▸ **Directions**:
Copy out all the rows below, swapping "bounding box coordinates" for "box coordinates" everywhere it appears and leaving everything else unchanged.

▸ **Materials provided**:
----------------
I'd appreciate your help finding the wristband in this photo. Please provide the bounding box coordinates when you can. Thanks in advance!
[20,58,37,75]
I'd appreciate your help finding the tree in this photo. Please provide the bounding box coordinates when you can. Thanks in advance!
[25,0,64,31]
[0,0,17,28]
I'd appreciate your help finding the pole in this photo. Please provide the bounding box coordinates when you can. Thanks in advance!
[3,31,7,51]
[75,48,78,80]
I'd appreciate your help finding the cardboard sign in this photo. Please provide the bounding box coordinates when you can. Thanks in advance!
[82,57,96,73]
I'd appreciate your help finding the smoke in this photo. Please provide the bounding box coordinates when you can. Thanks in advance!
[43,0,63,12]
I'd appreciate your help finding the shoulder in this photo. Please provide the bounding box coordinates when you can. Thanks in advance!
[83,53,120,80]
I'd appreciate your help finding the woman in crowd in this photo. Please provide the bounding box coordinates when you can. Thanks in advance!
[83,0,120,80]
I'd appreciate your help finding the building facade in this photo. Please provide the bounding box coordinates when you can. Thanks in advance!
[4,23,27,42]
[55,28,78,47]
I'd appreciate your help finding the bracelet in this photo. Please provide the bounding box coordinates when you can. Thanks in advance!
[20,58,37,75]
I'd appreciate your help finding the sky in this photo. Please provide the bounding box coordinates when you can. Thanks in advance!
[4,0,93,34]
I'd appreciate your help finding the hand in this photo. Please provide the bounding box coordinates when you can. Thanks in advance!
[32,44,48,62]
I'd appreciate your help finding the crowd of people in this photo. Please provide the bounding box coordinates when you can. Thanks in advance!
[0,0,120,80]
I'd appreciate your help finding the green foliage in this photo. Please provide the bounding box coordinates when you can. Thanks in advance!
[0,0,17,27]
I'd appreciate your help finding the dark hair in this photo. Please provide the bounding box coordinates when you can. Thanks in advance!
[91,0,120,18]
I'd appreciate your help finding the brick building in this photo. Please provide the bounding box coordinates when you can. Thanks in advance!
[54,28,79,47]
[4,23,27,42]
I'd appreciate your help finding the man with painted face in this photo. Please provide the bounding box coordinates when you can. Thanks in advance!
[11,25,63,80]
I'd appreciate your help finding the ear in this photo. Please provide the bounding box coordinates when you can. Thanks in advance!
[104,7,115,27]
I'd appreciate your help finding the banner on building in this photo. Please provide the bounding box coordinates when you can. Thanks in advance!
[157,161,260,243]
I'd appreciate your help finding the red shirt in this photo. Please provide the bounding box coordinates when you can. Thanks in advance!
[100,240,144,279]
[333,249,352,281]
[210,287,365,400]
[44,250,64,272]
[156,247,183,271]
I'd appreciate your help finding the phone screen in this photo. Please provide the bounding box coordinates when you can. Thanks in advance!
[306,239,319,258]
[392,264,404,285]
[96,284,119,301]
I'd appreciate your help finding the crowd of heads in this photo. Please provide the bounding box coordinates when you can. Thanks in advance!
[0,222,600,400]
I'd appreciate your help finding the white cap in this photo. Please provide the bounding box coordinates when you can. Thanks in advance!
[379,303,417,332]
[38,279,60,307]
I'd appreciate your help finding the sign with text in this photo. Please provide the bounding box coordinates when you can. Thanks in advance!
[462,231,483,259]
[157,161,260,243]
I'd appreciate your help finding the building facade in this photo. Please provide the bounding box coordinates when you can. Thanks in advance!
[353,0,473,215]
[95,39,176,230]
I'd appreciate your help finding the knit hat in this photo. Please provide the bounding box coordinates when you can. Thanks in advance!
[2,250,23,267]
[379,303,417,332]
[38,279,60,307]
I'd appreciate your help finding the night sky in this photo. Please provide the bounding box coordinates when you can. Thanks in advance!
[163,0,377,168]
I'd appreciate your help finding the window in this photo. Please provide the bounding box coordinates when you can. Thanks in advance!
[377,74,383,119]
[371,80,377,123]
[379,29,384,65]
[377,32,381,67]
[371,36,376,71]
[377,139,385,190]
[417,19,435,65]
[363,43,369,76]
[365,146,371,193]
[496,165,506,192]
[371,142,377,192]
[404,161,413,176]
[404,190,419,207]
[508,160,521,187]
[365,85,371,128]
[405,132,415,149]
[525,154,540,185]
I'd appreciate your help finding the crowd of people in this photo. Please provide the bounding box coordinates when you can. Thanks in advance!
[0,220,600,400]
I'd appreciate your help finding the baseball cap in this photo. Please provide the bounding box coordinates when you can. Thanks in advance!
----------------
▸ **Task result**:
I'd appreciate your help finding the wristband in this photo. Please provide the box coordinates when you can. Thanks in advance!
[20,58,37,75]
I'd appreciate your help finding the tree in this photo. Please provide the box coordinates when you can. Thanks in advance!
[25,0,64,31]
[0,0,17,28]
I'd appreciate your help finding the pole in this photo. Please provide the box coordinates when you can. Thanks in advance!
[3,31,7,51]
[75,48,78,80]
I'd appreciate your help finding the cardboard sign in this photo. Please provide the box coordinates when you can. Thanks in advance!
[82,57,96,73]
I'd appreciate your help finding the smoke in this photo. Please provide the box coordinates when you can. Thanks in advance!
[43,0,63,12]
I'd appreciate your help finding the shoulder in this photo. Please provide the box coordinates when you can. Thanks in advance!
[83,53,120,80]
I'd appreciate your help finding the woman in crowd in this photo. Please provide the box coordinates when you can. Thanks in advance!
[83,0,120,80]
I'd appreciate your help finding the building facade in this photo. Please provide the box coordinates when you can. Thanks in advance!
[4,23,27,42]
[55,28,78,47]
I'd appreciate your help finding the bracelet in this photo. Please provide the box coordinates when you can. Thanks in advance!
[20,58,37,75]
I'd appreciate your help finding the sky in this photo. Please provide the box coordinates when you can. Thanks in advance!
[4,0,93,34]
I'd appreciate your help finding the hand in this photo. Please provide the box coordinates when you can. Thanks in advance!
[32,44,48,62]
I'd appreciate your help finding the crowd of people in this photo. Please provide the box coordinates when you can. Thanks in advance!
[0,0,120,80]
I'd appreciate your help finding the green foliage in this photo. Please provide the box coordinates when you can. Thanks in advance!
[0,0,17,27]
I'd appreciate your help finding the dark hair in this photo. Please provide the box coordinates when you can. Thanks in advance!
[91,0,120,18]
I'd appreciate your help finding the brick building in this photo. Please provide the box coordinates when you can. Thanks in advance!
[54,28,79,47]
[4,23,27,42]
I'd appreciate your help finding the man with painted face in this photo. Please provide the box coordinates when you can. Thanks in advance!
[11,25,63,80]
I'd appreciate your help finding the ear in this photo. Please provide the box coordinates when you can. Thanks in advance!
[104,7,115,27]
I'd appreciate your help finding the banner on building in this photo. Please provide the box coordinates when you can. Thanks in advance!
[157,161,260,243]
I'd appreciate your help finding the red shirt in this photo. Please provide the box coordinates when you can. Thanks in advance!
[100,240,144,279]
[333,249,352,281]
[210,287,365,400]
[44,250,64,272]
[156,247,183,271]
I'd appreciate your help finding the phone screen in this photo. Please provide the box coordinates when you can. Thanks in advance!
[306,239,319,258]
[392,264,404,285]
[96,284,119,301]
I'd appreciate your help finding the crowd of heads in this photo. Please provide the box coordinates when you can. Thanks in advance!
[0,222,600,400]
I'd appreciate your help finding the white cap in this photo. Please provide the box coordinates when you can. Thanks in advance!
[379,303,417,332]
[38,279,60,307]
I'd appreciate your help finding the sign with text in this photo. Please provide the box coordinates when you can. Thanks in advance!
[462,231,483,259]
[157,161,260,243]
I'd appreciate your help finding the building facade in this photo. Please provide the box coordinates when you can. Thanks in advance!
[353,0,473,215]
[95,39,176,230]
I'd appreciate your help finding the knit hat in this photo. Please provide the box coordinates when you can. Thanks in advance!
[2,250,23,267]
[379,303,417,332]
[38,279,60,307]
I'd appreciate your help finding the night sky in this photo. Please provide the box coordinates when you can. Thanks in advance!
[163,0,377,168]
I'd appreciate your help finding the window in this photo. Please provide the box coordinates when you can. Thanks in advance!
[377,74,383,119]
[371,80,377,123]
[379,29,384,65]
[377,32,381,67]
[371,36,376,71]
[377,139,385,190]
[417,19,435,65]
[363,43,369,76]
[365,146,371,193]
[496,165,506,192]
[371,142,377,192]
[404,161,413,176]
[404,190,419,207]
[508,160,521,187]
[365,85,371,128]
[405,132,415,149]
[525,154,540,185]
I'd appreciate your help finding the crowd of people in this photo. Please provide the box coordinates when you can. Thanks in advance!
[0,220,600,400]
I'd appreciate your help finding the baseball cap in this photo. Please provide the box coordinates when you can. Thanks in advance!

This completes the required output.